Page excerpt

------

On women clergy, the Pope delivered a basic “no”, citing the teaching of Pope John Paul II. Yet Francis also distinguished between a teaching which is “definitive” and one which is “dogmatic”, adding that the former can be the object of further study, offering the example of the validity of ordinations in the Anglican Communion.
Whatever one made of those replies, they had the effect of rendering discussion on those issues inside the synod a bit superfluous, since a synod’s role is to advise the Pope, and in these two cases the Pope clearly didn’t feel the need for advice.
While critics might grouse that Francis’s choice to speak before listening to his own synod was perhaps just the slightest bit, well, “un-synodal”, others insist that he freed the assembly from getting bogged down over a couple of contentious matters and thereby allowed the discussion to be more far-reaching and comprehensive.
Bishop Anthony Randazzo of Broken Bay, Australia, compared Francis’s replies to what happened in October 1965 when Pope Paul VI informed members of the Second Vatican Council that he was reserving the issue of priestly celibacy to himself, thereby avoiding a public fight on the council floor and allowing the assembly to end peacefully a month later.

------

Listed records
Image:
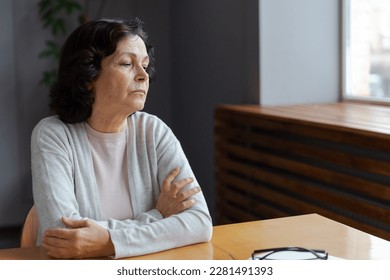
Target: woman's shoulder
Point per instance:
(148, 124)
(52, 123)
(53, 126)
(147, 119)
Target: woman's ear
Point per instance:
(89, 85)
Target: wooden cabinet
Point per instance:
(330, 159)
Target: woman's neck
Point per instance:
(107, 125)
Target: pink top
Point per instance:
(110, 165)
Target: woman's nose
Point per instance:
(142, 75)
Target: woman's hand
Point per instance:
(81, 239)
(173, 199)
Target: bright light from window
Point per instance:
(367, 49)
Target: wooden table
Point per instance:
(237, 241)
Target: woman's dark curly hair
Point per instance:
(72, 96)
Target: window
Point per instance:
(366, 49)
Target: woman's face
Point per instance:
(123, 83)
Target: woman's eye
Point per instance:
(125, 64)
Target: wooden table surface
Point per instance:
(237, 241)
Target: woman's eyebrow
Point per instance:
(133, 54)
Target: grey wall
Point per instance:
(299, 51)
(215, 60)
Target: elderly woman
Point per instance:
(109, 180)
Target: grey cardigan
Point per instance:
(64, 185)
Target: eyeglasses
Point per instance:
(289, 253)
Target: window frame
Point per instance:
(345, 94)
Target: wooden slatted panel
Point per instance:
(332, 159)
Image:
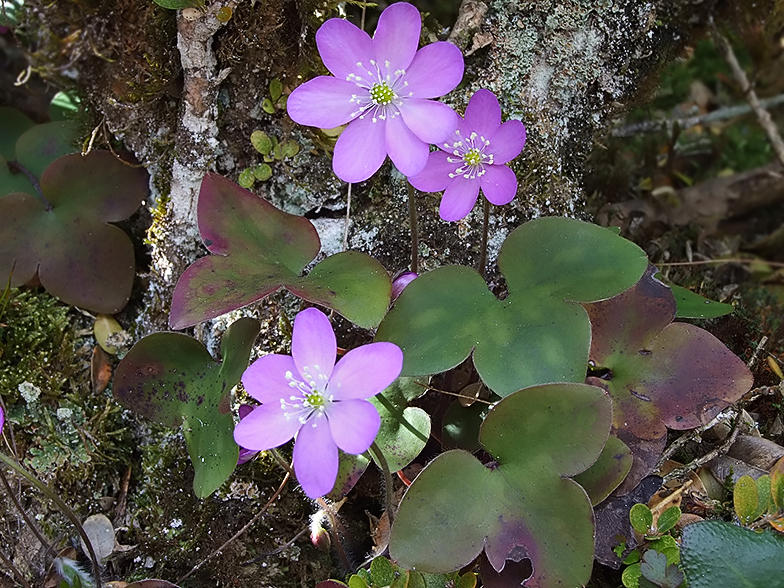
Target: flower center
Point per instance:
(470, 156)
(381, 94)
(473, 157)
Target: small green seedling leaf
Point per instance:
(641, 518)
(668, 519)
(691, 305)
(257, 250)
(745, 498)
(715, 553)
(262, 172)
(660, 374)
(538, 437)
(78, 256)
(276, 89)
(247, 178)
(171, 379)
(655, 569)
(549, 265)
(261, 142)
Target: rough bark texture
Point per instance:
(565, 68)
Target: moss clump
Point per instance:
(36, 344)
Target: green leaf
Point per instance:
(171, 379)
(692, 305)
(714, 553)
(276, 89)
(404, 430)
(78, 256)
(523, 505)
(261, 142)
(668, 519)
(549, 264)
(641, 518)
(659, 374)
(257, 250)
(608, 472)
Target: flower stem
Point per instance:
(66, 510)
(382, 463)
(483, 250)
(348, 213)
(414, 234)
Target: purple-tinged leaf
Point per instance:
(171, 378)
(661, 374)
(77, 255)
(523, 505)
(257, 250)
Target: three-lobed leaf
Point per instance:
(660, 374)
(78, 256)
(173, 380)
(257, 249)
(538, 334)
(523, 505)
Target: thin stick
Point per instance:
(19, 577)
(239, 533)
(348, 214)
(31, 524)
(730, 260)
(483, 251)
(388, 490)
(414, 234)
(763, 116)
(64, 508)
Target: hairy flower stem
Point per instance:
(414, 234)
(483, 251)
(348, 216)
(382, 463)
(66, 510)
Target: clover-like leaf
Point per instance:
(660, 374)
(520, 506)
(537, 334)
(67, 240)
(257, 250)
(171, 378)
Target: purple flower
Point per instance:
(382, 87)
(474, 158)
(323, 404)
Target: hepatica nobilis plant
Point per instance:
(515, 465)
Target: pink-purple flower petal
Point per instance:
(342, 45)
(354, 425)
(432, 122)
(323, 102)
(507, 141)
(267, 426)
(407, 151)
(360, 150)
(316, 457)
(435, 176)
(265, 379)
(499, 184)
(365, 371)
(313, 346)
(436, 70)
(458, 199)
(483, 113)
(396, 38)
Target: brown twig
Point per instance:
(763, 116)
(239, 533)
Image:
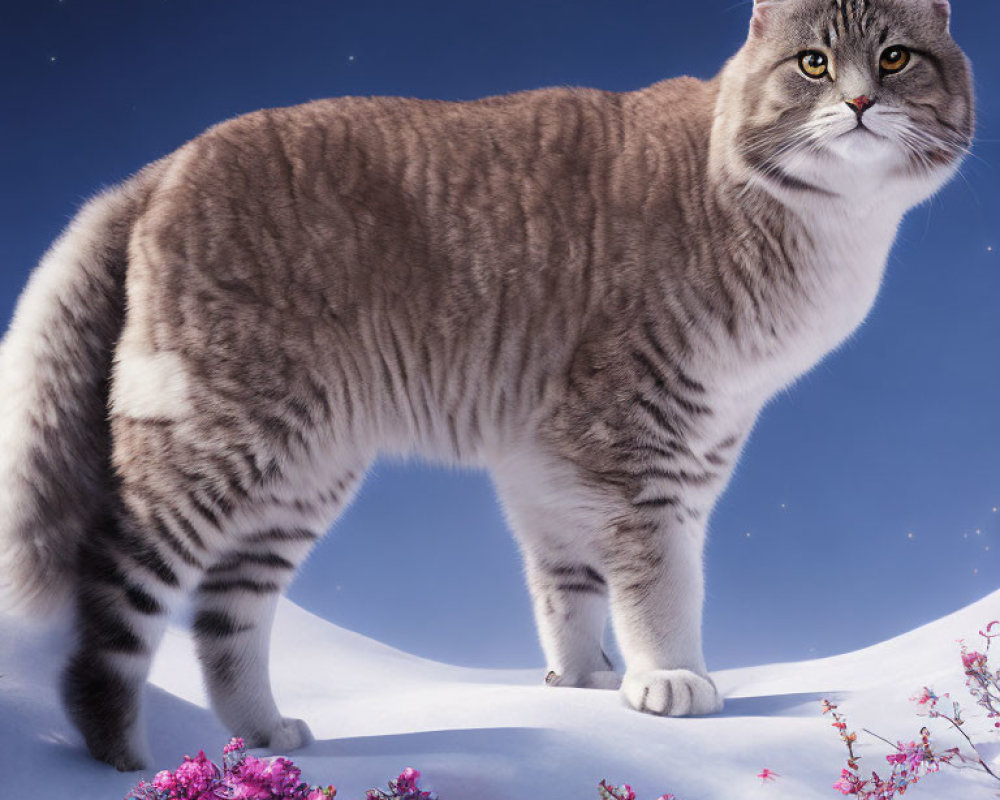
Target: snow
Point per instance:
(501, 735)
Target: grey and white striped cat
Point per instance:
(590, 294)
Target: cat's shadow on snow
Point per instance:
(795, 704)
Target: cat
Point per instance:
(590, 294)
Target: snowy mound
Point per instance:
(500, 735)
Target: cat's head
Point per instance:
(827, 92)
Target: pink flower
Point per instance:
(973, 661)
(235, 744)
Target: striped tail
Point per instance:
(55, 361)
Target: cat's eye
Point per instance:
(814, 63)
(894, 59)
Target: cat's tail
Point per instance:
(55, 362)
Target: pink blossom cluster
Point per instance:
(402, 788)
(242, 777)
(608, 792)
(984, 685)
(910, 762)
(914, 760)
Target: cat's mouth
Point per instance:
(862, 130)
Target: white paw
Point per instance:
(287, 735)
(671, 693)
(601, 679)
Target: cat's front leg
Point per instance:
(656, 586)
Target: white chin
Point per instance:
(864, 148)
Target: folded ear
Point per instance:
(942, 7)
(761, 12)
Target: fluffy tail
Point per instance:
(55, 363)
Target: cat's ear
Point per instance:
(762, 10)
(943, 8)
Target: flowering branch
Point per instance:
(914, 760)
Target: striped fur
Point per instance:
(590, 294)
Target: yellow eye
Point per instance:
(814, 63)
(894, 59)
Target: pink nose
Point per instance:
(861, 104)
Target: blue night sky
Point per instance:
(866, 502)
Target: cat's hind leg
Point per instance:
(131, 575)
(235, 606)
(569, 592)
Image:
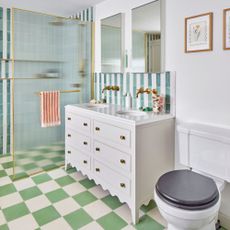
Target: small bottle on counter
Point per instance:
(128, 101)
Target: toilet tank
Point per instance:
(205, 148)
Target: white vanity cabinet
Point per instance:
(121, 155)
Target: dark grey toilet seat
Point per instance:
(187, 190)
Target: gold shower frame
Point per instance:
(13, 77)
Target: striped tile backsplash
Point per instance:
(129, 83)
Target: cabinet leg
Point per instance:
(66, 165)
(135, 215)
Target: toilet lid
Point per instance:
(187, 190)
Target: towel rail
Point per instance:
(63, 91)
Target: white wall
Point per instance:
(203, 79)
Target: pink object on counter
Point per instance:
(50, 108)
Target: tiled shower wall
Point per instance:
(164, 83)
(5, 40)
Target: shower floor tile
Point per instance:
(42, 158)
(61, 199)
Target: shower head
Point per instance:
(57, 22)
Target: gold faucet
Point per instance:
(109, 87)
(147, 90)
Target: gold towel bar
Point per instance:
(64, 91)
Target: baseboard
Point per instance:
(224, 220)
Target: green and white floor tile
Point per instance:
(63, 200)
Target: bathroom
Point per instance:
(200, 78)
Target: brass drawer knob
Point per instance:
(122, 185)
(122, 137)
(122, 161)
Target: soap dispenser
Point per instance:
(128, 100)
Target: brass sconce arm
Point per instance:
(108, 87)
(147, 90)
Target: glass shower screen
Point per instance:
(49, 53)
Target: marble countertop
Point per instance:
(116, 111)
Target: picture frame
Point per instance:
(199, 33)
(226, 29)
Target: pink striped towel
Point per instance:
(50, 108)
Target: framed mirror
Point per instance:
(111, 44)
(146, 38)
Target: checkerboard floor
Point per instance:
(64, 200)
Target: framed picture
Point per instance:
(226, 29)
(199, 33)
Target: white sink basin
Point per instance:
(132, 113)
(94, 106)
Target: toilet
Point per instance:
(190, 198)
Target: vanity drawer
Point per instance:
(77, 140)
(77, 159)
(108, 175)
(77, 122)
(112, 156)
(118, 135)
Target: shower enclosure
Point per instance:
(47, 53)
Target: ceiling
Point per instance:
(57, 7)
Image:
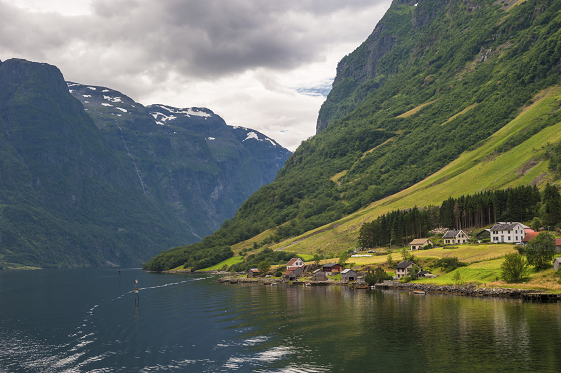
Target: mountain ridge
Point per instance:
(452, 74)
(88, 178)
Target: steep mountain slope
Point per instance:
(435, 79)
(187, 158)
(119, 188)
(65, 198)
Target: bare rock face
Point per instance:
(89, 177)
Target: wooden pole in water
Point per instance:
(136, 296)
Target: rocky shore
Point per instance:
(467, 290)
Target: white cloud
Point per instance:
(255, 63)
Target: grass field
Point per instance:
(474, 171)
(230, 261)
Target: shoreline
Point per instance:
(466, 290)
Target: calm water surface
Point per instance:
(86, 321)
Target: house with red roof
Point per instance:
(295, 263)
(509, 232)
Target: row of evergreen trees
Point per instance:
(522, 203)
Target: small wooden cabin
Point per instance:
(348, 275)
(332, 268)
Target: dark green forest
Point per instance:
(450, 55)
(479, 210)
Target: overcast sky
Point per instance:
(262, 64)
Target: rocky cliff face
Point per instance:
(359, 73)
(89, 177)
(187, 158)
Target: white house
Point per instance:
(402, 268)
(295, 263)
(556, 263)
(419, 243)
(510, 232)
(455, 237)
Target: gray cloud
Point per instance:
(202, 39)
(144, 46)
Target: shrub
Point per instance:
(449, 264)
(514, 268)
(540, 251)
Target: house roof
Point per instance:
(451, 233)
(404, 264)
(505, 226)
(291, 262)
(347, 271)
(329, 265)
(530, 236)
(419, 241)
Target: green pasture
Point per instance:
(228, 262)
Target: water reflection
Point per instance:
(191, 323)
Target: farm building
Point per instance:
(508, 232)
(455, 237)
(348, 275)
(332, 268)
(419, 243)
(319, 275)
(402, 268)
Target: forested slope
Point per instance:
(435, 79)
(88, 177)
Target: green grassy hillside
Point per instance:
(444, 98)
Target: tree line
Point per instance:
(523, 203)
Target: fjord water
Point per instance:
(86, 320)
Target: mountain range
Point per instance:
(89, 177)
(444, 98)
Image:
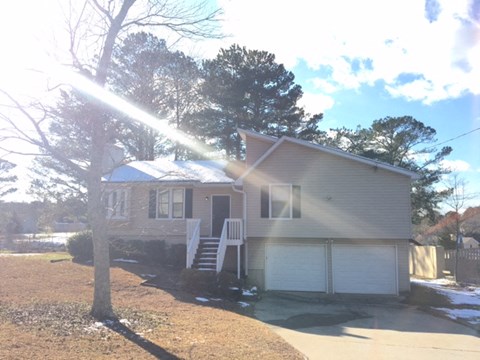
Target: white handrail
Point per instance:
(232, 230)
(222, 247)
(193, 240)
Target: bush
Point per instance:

------

Assignment
Rewrite the synod text, starting at the words "On women clergy, the" and stopping after "need for advice.", with "replies" changed to "answers".

Your solution
On women clergy, the Pope delivered a basic “no”, citing the teaching of Pope John Paul II. Yet Francis also distinguished between a teaching which is “definitive” and one which is “dogmatic”, adding that the former can be the object of further study, offering the example of the validity of ordinations in the Anglican Communion.
Whatever one made of those answers, they had the effect of rendering discussion on those issues inside the synod a bit superfluous, since a synod’s role is to advise the Pope, and in these two cases the Pope clearly didn’t feel the need for advice.